Task to complete:
Wherever a line in the material contains the word "green", copy that line.

Dataset content:
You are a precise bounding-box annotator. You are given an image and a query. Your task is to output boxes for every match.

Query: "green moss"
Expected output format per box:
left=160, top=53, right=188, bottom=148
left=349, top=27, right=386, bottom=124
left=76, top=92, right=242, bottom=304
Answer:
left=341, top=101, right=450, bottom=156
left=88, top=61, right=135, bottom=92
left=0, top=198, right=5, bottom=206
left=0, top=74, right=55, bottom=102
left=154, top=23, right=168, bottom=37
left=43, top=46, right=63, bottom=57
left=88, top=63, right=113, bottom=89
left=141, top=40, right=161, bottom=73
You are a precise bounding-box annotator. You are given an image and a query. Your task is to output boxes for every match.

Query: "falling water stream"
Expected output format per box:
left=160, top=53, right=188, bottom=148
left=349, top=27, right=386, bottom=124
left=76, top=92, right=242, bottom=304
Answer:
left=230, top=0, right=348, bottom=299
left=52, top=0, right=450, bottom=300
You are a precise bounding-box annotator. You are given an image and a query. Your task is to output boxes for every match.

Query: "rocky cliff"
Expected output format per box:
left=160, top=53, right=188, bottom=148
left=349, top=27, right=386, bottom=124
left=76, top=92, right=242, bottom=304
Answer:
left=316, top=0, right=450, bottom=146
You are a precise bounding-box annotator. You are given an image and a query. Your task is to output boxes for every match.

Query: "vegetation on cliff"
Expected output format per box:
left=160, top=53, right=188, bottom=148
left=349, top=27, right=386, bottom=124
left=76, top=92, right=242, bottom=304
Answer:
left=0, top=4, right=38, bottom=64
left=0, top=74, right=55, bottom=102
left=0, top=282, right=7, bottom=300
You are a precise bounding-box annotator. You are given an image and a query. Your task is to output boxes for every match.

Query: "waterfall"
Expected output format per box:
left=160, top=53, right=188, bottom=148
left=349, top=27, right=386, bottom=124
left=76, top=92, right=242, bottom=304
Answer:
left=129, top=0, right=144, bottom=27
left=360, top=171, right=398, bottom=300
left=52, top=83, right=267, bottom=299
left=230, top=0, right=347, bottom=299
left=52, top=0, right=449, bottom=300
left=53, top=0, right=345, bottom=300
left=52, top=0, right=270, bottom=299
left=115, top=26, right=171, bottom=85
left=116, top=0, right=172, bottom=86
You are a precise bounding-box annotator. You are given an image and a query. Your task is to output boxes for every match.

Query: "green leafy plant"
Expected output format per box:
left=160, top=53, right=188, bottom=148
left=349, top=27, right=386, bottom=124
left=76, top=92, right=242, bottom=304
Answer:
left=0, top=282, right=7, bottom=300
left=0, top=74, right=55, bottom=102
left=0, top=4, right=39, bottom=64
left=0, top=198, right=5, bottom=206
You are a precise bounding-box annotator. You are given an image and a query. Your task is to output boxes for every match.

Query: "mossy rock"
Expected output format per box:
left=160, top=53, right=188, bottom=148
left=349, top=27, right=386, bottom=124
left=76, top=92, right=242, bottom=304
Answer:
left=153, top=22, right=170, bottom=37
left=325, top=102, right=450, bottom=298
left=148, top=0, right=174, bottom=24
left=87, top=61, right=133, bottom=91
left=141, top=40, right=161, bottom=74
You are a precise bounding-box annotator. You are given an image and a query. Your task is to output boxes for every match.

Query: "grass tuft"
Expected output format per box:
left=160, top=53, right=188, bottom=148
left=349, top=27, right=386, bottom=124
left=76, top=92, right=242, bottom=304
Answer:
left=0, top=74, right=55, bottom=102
* * *
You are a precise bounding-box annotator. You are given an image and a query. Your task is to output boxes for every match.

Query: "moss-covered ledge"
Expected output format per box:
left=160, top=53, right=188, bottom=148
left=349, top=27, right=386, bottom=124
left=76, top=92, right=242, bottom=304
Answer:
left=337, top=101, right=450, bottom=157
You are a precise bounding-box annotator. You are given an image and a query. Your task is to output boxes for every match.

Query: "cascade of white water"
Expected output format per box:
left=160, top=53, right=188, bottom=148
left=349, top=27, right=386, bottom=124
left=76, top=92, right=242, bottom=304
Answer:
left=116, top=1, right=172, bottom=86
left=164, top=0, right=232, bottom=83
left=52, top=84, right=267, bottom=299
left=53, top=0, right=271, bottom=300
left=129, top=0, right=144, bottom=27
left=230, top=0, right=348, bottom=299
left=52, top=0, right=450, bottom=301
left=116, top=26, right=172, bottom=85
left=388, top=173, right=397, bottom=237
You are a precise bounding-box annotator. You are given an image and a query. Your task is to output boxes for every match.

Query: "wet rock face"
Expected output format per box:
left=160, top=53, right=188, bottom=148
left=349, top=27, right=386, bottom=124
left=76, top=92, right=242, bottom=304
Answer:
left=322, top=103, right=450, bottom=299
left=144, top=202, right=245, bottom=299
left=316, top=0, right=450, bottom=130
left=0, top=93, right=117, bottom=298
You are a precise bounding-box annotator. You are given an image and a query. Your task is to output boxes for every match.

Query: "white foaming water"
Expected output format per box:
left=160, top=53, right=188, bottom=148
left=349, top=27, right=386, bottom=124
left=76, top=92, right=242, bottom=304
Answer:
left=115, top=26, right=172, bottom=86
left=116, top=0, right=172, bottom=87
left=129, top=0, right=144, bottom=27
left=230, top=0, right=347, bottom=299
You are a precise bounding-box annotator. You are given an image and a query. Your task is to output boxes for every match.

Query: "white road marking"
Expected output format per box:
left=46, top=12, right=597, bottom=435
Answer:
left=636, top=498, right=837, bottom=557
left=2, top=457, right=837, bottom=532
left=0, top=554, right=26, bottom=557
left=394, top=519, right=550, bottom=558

Output:
Query: "green moss"
Query: "green leafy plant"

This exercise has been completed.